Exercise goal
Exactly as written, please repeat the data that follows, but not the pictures.

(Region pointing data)
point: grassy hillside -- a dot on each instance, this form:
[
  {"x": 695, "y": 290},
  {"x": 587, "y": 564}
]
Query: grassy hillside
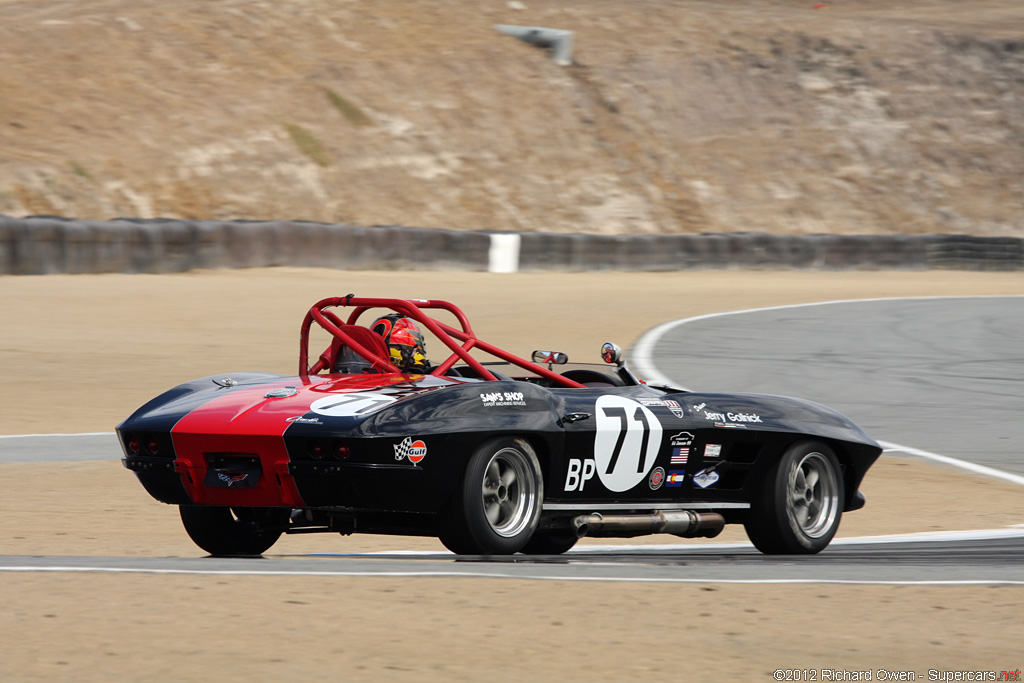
[{"x": 765, "y": 115}]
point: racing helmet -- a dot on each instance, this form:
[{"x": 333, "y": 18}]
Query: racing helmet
[{"x": 404, "y": 342}]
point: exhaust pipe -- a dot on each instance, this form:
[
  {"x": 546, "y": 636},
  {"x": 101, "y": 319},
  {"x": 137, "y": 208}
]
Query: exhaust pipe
[{"x": 682, "y": 522}]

Answer section
point: grassy hillside -- a dot on each instance, this form:
[
  {"x": 695, "y": 290},
  {"x": 587, "y": 564}
]
Query: grassy hillside
[{"x": 765, "y": 115}]
point: racing helmet -- a dot on each instance, this form:
[{"x": 333, "y": 18}]
Query: racing helmet
[{"x": 404, "y": 342}]
point: exhaust pipe -- a dot on each instance, this form:
[
  {"x": 546, "y": 636},
  {"x": 101, "y": 319},
  {"x": 137, "y": 208}
]
Query: exhaust pipe
[{"x": 682, "y": 522}]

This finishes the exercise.